══ Page text ══

# Does nobody small game hunt anymore???



## brownitsdown84 (Jan 19, 2009)




----------



## Thirty pointer (Jan 1, 2015)

Everyone in my group used to small game hunt we all had beagles those were the days.I still hate cleaning squirrels .


----------



## bigcountrysg (Oct 9, 2006)

I went rabbit hunting Saturday ended up with nothing. Someone got to the spot before me and must of had a great morning.


----------



## MERGANZER (Aug 24, 2006)

I love to go and my son loves it as well I just need to have someone lined up to take them afterwards. I hate cleaning them and hate smelling them even more but I love to hunt them. Need some fresh snow and a calm sunny day soon.

Ganzer


----------



## UncleNorby (Mar 11, 2013)

═══
══ Data listing ══

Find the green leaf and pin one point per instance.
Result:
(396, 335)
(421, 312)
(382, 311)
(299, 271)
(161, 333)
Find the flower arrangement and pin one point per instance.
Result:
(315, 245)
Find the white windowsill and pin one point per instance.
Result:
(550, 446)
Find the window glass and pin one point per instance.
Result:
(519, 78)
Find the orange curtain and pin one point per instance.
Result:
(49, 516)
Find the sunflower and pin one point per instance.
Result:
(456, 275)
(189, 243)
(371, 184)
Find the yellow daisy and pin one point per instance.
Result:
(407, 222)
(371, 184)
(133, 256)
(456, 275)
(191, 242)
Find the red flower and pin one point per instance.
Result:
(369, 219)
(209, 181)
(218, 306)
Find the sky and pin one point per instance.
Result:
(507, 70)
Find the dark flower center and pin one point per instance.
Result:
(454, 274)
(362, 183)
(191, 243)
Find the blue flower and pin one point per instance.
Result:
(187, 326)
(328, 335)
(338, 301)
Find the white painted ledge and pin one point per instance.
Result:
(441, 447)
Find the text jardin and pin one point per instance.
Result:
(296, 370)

═══

» **Problem A**
List every username that heads a post in the forum thread on small game hunting.
» **Problem B**
Reproduce word for word the stretch of the forum thread from "I went rabbit" through "(Aug 24, 2006)".

» **Full response A**
brownitsdown84, Thirty pointer, bigcountrysg, MERGANZER, UncleNorby

» **Full response B**
I went rabbit hunting Saturday ended up with nothing. Someone got to the spot before me and must of had a great morning.


----------



## MERGANZER (Aug 24, 2006)